Ligin büyük oranda kaderini belirleyecek olan Galatasaray-Fenerbahçe derbisi, maçın isminin büyüklüğü dışında saha içinde hiçbir beklentiyi karşılayamadı desem sanırım yanılmış olmam. Galatasaray’ın kazandığı taktirde şampiyonluk yarışını büyük oranda koparacak olması hatta beraberlikte bile ikili averaj göz önünde bulundurulduğunda büyük bir avantaj elde edecek olması ile Fenerbahçe’nin yarışı kendi lehine çevirmesi için mutlaka kazanmaya ihtiyaç duyması derbi öncesinde maçın havasını da oldukça gerginleştirdi. Tabi ki bu noktada camialardan yapılan karşılıklı açıklamalar ve yabancı hakem tartışmaları da etkiliydi. Ancak bu gerginlik ve heyecanın gölgesinde saha içinde futbol anlamında olumlu çok az şey gördüğümü söyleyebilirim.

| Sağlanan veriler |
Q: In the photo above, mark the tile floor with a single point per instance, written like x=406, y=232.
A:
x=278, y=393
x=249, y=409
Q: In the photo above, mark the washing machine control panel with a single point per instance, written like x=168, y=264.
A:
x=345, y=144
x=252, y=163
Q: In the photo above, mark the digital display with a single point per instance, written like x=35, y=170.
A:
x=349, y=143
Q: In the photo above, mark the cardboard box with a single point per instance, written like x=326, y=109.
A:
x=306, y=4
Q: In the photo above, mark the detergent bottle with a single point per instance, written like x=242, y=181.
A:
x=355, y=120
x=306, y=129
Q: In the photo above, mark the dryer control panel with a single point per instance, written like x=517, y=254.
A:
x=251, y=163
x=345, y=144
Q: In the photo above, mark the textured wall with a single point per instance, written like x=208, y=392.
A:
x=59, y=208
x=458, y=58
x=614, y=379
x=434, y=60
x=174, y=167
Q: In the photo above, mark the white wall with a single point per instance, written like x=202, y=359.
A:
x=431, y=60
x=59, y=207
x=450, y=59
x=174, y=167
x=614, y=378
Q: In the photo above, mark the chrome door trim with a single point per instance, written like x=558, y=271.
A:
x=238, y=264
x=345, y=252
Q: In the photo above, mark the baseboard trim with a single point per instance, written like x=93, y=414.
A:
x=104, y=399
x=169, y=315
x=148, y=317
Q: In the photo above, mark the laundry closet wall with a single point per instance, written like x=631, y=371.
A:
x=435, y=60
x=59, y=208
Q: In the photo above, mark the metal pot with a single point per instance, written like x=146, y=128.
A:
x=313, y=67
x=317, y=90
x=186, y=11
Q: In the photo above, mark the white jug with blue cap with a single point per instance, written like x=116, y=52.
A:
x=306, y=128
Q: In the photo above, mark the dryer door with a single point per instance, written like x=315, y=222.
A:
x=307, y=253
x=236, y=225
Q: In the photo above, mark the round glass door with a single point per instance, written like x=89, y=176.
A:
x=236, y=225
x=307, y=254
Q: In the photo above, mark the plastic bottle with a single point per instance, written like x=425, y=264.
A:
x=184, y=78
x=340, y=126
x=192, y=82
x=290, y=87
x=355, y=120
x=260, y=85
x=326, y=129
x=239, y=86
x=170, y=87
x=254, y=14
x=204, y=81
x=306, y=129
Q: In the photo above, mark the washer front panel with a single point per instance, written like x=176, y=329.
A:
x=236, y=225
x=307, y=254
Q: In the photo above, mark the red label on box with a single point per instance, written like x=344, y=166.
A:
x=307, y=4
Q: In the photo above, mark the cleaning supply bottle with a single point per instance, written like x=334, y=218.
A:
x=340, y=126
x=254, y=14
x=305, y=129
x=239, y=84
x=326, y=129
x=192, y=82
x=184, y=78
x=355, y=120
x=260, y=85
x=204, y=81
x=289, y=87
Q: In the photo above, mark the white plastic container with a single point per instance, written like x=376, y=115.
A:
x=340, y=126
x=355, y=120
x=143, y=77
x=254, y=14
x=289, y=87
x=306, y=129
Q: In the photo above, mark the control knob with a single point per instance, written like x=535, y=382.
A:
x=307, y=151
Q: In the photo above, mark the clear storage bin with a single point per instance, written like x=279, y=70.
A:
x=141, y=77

| Soru A |
Derbi yazısına göre şu soruları yanıtlayın:
(i) Galatasaray derbiyi kazanırsa şampiyonluk yarışında ne olacaktı?
(ii) Fenerbahçe'nin yarışı kendi lehine çevirmesi için neye ihtiyacı vardı?
(iii) Derbi öncesindeki gerginlikte hangi iki etken de etkiliydi?
| Soru B |
Derbi yazısını son cümlesinin ardından sürdürün.
Girdilere bu iş için ihtiyaç yoktur.

| Nihai yanıt A |
(i) Şampiyonluk yarışını büyük oranda koparacaktı.
(ii) Mutlaka kazanmaya ihtiyacı vardı.
(iii) Camialardan yapılan karşılıklı açıklamalar ve yabancı hakem tartışmaları.

| Nihai yanıt B |
Galatasaray beklendiği gibi Mertens’siz bir kurguda orta saha merkezinin Torreira-Lemina-Sara üçlüsünden oluştuğu bir dörtlü savunma düzeni ile Fenerbahçe de yine beklendiği gibi üçlü savunma düzeniyle maça başlarken, Çağlar bu düzende üçlü savunmanın sağında kendine yer buldu. Maç öncesi birçok muhtemel 11’de üçlü savunmanın merkezinde Amrabat,sağ kenar stoperde de Skriniar’ı görsek de Mourinho’nun Skriniar’ı merkeze çekip Çağlar’ı sağ kenar stopere atmasını doğru bir hamle olarak görüyorum. Çünkü Ambarat’ın merkezde, Skriniar’ın savunma hattının sağında olduğu senaryoda Osimhen’in Amrabat’a karşı fizik gücüyle, Barış Alper’in de Skriniar’a karşı hızı ve patlama gücüyle üstünlük kurabileceğini öngörüyordum.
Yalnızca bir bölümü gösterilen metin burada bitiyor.